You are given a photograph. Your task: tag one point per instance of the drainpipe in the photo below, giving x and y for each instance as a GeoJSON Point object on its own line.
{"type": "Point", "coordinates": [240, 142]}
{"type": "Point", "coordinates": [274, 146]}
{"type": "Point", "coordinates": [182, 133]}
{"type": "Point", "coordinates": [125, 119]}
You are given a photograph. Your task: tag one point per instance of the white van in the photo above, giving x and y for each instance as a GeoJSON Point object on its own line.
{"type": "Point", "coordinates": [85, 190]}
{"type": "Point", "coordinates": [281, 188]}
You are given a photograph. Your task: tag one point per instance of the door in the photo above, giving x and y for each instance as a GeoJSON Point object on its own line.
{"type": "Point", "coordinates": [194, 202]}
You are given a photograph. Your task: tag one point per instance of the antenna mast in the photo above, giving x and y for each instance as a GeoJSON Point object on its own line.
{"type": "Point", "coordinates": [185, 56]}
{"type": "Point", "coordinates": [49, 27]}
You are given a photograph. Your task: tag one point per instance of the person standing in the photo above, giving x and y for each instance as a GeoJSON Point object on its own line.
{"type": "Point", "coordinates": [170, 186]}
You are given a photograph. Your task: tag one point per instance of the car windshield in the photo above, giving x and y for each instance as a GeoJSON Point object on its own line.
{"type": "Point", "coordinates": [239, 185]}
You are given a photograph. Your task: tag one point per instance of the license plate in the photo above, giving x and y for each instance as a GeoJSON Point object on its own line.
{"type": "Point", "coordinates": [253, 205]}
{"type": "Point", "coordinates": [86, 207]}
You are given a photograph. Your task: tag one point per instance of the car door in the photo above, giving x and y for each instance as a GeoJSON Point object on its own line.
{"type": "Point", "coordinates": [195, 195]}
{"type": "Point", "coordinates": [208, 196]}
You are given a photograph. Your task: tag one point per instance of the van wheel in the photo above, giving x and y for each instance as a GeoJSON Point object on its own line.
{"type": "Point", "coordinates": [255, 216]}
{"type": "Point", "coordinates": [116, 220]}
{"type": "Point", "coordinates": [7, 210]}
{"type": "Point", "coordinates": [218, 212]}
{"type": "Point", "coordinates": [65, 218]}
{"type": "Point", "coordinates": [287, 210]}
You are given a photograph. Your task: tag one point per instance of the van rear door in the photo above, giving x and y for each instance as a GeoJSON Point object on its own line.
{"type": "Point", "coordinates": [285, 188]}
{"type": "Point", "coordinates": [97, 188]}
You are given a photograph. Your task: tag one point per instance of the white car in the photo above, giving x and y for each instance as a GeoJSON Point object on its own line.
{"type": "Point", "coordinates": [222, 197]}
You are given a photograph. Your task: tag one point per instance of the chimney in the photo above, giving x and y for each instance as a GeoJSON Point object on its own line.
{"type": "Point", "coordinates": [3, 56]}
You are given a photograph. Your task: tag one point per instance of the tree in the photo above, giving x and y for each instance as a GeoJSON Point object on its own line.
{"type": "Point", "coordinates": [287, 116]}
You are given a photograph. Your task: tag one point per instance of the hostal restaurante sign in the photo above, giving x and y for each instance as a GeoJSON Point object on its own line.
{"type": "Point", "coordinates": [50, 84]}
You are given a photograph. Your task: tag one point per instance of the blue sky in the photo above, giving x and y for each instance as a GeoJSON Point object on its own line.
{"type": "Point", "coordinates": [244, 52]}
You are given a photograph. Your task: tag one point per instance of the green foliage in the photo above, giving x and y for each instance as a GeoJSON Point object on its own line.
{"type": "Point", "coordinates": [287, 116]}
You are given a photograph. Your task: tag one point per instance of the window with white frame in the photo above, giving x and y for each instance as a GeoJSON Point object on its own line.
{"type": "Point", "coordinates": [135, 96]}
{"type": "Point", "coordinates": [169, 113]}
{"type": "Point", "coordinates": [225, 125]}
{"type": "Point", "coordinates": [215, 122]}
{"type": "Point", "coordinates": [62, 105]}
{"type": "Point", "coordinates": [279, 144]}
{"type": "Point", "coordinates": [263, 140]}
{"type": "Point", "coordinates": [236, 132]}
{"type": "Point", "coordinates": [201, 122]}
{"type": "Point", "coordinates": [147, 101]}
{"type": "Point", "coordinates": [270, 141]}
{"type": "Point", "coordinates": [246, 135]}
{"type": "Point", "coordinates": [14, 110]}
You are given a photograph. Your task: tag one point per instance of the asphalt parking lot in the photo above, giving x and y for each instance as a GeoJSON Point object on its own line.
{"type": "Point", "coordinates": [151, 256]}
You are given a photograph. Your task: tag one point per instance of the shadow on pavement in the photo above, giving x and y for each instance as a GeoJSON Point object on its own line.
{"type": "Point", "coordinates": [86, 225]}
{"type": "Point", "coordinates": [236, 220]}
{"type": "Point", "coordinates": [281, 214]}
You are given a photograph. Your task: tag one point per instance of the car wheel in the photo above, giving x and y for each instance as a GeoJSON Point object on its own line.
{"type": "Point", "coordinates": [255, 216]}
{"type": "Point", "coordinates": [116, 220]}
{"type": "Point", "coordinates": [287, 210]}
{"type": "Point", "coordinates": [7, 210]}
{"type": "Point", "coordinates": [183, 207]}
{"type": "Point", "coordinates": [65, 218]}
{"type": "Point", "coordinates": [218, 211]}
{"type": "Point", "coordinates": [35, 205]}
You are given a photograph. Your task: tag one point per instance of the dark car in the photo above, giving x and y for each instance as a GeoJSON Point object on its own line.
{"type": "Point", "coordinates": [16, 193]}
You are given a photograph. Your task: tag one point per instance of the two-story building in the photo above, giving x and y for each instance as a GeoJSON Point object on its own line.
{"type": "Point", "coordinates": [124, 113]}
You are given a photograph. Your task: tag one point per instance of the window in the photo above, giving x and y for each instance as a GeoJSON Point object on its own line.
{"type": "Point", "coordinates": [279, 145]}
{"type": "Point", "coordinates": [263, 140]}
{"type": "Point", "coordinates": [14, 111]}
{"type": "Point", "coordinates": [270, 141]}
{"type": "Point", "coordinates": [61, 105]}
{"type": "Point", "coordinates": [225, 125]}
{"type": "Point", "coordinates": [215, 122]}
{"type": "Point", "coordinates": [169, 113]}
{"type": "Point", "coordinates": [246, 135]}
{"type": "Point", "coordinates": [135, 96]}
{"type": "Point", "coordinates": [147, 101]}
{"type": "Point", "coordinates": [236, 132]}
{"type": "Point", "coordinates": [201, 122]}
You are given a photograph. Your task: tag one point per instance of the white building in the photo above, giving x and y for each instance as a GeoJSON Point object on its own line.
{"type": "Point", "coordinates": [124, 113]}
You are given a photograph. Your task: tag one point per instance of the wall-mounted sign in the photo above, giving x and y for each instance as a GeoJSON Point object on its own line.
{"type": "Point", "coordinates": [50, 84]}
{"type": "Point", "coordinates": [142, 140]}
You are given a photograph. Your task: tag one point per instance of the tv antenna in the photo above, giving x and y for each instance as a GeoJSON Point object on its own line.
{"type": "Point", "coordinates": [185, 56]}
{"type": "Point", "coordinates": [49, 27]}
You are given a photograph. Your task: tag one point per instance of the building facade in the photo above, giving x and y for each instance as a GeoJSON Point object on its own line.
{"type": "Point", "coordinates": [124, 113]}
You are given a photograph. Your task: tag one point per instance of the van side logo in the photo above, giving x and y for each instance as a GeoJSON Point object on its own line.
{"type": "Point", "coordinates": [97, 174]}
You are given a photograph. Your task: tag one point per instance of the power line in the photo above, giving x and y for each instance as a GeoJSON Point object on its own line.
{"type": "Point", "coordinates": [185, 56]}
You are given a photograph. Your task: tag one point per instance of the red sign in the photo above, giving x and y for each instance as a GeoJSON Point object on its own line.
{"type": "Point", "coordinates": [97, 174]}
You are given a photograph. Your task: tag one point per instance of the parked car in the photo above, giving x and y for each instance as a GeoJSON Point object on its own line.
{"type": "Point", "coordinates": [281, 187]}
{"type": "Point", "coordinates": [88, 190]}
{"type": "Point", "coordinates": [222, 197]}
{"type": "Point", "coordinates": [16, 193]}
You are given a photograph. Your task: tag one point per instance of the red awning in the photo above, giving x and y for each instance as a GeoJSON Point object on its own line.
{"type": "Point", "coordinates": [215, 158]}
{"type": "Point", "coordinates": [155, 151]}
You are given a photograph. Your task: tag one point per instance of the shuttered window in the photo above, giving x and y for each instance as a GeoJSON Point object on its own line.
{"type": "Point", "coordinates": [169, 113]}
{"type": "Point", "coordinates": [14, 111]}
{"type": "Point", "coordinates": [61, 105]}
...
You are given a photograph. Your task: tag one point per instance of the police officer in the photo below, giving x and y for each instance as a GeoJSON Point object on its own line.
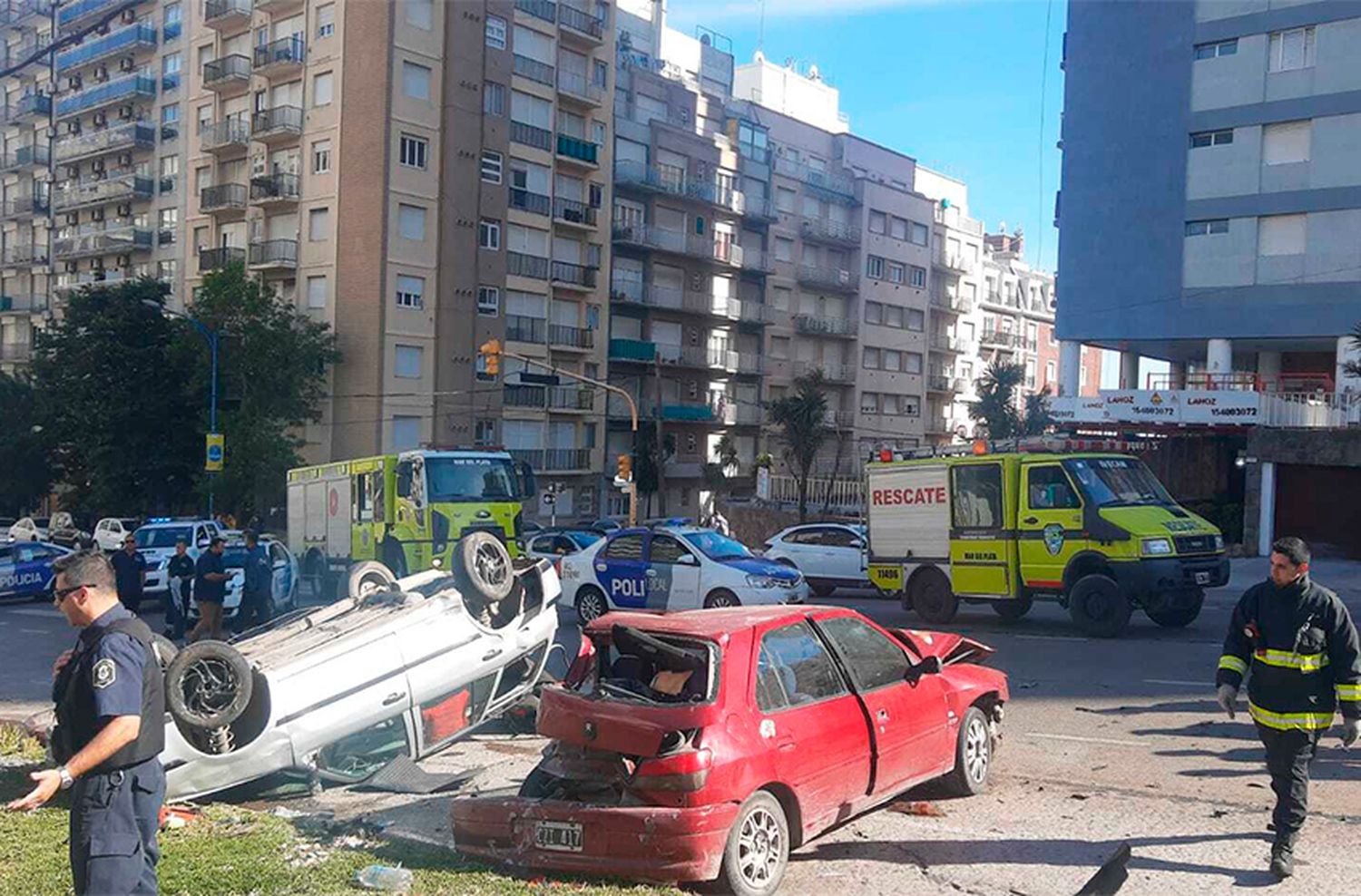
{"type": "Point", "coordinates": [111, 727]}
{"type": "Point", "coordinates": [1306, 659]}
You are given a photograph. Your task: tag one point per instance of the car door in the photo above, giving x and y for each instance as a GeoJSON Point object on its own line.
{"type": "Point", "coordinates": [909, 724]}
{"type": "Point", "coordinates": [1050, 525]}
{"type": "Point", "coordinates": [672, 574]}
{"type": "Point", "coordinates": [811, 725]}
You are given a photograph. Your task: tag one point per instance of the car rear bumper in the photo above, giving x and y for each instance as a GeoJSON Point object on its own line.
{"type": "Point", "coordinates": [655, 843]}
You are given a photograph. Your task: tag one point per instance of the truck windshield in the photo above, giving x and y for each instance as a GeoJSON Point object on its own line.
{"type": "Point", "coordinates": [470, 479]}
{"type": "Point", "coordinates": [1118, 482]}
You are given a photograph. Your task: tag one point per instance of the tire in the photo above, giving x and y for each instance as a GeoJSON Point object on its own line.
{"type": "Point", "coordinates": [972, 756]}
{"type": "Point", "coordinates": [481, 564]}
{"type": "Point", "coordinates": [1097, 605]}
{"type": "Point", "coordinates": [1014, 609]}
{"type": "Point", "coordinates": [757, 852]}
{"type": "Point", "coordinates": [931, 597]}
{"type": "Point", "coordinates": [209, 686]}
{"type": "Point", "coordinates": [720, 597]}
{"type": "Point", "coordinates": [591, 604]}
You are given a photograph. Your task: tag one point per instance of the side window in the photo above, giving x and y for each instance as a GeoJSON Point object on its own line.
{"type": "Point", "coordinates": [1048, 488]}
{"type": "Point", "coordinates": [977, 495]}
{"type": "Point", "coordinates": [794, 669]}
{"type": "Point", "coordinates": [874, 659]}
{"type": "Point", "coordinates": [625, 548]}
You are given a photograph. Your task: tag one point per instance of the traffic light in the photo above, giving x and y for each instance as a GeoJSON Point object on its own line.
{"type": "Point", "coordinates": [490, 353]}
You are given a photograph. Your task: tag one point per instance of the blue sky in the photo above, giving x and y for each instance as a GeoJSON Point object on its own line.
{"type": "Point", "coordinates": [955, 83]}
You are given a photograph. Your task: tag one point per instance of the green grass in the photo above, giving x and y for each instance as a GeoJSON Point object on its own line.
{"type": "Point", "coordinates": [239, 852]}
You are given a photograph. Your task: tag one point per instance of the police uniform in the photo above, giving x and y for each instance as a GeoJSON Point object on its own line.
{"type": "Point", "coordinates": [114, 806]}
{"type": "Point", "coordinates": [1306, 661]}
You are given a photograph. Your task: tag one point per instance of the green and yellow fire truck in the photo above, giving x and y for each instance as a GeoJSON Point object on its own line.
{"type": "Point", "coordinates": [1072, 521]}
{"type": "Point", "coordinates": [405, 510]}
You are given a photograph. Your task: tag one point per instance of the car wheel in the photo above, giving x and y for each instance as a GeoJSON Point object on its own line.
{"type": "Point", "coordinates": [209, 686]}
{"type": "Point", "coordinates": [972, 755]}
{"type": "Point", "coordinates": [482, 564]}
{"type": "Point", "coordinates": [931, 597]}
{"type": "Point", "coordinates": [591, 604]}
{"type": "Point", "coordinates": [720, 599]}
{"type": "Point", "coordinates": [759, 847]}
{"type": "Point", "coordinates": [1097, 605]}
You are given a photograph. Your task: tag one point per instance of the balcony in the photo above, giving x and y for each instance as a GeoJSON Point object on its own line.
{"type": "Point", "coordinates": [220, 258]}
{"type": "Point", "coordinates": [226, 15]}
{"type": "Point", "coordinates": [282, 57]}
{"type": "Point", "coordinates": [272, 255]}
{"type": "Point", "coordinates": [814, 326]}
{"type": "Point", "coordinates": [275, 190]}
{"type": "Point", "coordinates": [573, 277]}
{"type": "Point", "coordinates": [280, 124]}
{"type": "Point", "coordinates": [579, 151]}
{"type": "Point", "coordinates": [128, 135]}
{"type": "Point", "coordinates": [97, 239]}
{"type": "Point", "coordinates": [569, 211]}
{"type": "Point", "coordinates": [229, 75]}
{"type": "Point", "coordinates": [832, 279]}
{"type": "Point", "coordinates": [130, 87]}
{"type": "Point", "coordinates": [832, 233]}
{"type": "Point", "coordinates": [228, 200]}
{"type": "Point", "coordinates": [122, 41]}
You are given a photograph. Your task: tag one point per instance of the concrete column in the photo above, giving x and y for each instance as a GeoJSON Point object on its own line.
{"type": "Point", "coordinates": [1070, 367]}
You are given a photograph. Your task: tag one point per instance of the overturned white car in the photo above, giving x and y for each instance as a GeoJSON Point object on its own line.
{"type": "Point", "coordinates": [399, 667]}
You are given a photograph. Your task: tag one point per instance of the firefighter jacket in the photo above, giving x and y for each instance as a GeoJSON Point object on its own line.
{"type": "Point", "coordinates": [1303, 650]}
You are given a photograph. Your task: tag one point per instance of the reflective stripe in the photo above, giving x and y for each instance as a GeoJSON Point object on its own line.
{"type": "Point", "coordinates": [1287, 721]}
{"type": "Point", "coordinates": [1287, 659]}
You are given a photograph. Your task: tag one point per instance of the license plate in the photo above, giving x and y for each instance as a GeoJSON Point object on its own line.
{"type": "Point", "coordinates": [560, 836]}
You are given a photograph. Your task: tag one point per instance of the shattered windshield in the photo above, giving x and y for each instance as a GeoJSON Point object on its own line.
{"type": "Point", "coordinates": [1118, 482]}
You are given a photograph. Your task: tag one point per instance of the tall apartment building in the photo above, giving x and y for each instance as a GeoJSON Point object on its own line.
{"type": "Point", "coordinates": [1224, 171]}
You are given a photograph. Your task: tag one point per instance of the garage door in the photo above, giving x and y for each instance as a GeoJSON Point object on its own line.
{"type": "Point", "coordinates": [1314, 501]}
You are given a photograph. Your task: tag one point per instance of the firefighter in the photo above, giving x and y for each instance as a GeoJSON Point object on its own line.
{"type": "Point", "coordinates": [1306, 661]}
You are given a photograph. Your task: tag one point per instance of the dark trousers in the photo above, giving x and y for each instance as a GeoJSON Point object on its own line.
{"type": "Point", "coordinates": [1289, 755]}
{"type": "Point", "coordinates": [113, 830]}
---
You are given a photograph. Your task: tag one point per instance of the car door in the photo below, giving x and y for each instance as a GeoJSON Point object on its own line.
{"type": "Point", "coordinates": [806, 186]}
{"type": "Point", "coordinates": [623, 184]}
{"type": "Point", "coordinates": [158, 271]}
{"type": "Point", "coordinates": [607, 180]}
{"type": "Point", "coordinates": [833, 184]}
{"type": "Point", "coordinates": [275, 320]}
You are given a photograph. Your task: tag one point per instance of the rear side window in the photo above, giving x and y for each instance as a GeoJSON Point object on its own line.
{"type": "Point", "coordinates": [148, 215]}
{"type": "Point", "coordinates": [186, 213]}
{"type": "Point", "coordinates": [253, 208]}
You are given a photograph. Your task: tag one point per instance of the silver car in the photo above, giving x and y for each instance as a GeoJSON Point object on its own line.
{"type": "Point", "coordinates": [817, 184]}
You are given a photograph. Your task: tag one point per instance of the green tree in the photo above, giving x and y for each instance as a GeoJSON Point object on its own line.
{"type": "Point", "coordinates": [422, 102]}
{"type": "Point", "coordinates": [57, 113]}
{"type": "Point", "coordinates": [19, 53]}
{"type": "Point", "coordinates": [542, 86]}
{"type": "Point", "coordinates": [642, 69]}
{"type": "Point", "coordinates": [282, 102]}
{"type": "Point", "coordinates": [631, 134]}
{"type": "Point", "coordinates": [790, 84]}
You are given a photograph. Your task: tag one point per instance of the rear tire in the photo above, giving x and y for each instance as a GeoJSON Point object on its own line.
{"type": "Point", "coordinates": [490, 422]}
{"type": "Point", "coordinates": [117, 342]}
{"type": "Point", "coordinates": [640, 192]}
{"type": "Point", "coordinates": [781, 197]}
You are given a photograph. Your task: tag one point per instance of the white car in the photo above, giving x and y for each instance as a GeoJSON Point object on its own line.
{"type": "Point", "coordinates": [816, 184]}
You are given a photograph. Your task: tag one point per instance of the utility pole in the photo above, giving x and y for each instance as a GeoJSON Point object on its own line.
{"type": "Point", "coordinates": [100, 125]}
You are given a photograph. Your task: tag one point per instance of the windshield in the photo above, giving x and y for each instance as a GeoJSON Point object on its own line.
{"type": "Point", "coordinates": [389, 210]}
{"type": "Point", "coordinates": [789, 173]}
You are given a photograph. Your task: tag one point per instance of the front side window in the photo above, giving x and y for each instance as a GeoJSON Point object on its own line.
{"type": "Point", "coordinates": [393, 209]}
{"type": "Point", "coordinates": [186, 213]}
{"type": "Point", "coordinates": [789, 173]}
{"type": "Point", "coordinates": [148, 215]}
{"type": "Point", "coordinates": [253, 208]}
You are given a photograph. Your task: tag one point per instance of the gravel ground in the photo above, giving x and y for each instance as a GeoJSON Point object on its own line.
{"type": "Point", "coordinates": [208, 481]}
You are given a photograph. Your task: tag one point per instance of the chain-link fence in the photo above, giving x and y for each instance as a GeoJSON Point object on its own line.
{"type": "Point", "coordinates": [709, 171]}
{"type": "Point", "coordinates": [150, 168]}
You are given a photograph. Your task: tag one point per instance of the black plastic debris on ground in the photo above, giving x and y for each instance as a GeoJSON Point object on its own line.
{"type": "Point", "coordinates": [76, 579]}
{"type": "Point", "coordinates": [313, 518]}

• THE TASK: How many of the lines above contain the string "door"? Case counts. Reply with the number alone.

• EXERCISE SOLUTION: 6